Stored dataset rows:
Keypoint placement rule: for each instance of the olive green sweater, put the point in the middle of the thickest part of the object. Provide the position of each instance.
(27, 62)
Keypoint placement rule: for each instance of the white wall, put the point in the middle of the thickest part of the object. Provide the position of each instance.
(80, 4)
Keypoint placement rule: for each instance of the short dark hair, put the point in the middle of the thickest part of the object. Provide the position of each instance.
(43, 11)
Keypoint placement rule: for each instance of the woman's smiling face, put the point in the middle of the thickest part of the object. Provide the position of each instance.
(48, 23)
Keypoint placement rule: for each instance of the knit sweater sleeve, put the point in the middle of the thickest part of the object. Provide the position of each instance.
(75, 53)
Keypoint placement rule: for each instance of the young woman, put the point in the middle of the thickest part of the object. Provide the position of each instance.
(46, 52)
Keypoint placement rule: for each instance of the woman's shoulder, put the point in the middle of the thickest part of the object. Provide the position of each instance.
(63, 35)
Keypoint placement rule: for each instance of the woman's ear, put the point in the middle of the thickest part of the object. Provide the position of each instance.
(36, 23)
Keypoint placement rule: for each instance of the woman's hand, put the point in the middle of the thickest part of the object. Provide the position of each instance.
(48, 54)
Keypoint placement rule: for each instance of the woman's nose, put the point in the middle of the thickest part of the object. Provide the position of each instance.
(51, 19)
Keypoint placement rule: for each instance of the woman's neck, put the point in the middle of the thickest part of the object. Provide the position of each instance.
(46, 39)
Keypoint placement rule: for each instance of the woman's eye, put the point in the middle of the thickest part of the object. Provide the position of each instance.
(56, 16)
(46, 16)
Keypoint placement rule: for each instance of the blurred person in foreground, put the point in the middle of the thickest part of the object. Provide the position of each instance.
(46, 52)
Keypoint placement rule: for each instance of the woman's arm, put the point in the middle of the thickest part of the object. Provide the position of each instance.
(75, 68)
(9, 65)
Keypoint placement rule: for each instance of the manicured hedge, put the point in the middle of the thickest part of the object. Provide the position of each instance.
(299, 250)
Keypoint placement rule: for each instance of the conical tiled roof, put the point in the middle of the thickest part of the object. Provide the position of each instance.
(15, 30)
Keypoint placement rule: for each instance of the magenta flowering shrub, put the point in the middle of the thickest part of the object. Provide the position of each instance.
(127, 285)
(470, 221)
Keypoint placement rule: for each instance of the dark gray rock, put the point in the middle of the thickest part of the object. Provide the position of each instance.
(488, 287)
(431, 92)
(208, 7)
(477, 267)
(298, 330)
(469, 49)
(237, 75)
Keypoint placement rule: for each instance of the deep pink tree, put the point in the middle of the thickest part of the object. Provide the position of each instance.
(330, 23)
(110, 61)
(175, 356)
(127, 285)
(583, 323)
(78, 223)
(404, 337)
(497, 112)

PROMPT:
Convert every row above into a JSON list of strings, with one string for each line and no blank lines.

RESPONSE TO THIS EXERCISE:
[
  "Keypoint placement rule: for each instance of the olive green sweater, put the point in the middle of the thickest part of the object. Provide the position of each instance.",
  "(27, 62)",
  "Keypoint placement rule: for each instance of the white wall, put the point in the middle of the thickest part of the object. Provide the position of each instance.",
  "(80, 4)",
  "Keypoint placement rule: for each instance of the short dark hair, put the point in the middle of the thickest part of the object. Provide the position of each instance.",
  "(43, 11)",
  "Keypoint placement rule: for each instance of the woman's smiling face, put the point in the middle of the thickest part of the object. Provide the position of each instance.",
  "(48, 23)",
  "Keypoint placement rule: for each instance of the knit sweater sleeve, put the point in the middle of the thickest part of the object. Provide the position of each instance.",
  "(75, 53)",
  "Keypoint placement rule: for each instance of the young woman, put the point in the middle of the thickest part of the object. Provide the position of each instance.",
  "(46, 52)",
  "Keypoint placement rule: for each instance of the woman's shoulder, put the point in the middle of the thickest part of the object. Provide the position of each instance.",
  "(63, 35)",
  "Keypoint placement rule: for each instance of the woman's ear, put the point in the middle of the thickest part of the object. Provide the position of each instance.",
  "(36, 23)",
  "Keypoint placement rule: for each instance of the woman's hand, put the point in the middle of the thickest part of the object. Provide the position of each instance.",
  "(48, 54)",
  "Keypoint placement rule: for each instance of the woman's nose, put the point in the middle of the thickest part of the object. Provide the position of each instance.",
  "(51, 19)",
  "Keypoint placement rule: for each instance of the woman's neck, put the point in the middle of the thickest part of the object. Provide the position of each instance.",
  "(46, 39)",
  "Keypoint placement rule: for each instance of the woman's eye, put the point in the middle of the thickest part of the object. Provide the position of each instance.",
  "(56, 16)",
  "(46, 16)",
  "Keypoint placement rule: for each instance of the blurred person in foreground, put the point in the middle of the thickest part of the object. Provide the position of each instance.",
  "(46, 52)",
  "Keypoint placement rule: for each instance of the woman's arm, put the point in the middle of the thickest part of the object. Provide the position of each instance.",
  "(75, 68)",
  "(9, 65)",
  "Keypoint placement rule: for each instance of the manicured hedge, put the point in the middle of the thickest part of the object. Provide the position of each instance.",
  "(299, 250)",
  "Keypoint placement rule: for each instance of the conical tiled roof, put the point in the middle of the thickest part of the object. Provide the position of each instance.",
  "(15, 30)",
  "Keypoint placement rule: for each instance of the magenta flowering shrub, put the point in the middle of the thickest part of the object. Provide the position of each instance.",
  "(127, 285)",
  "(470, 221)",
  "Keypoint placement rule: for each instance of the dark gray rock, put the point in the middle of the thickest part of the object. Provide the position of each instance.",
  "(488, 287)",
  "(431, 92)",
  "(208, 7)",
  "(477, 267)",
  "(298, 330)",
  "(469, 49)",
  "(237, 75)",
  "Keypoint placement rule: for each instance of the deep pink tree, put the point in the middle of the thickest part of the object. Provide the position of each instance.",
  "(330, 23)",
  "(110, 61)",
  "(175, 356)",
  "(127, 285)",
  "(583, 323)",
  "(78, 223)",
  "(404, 337)",
  "(497, 112)"
]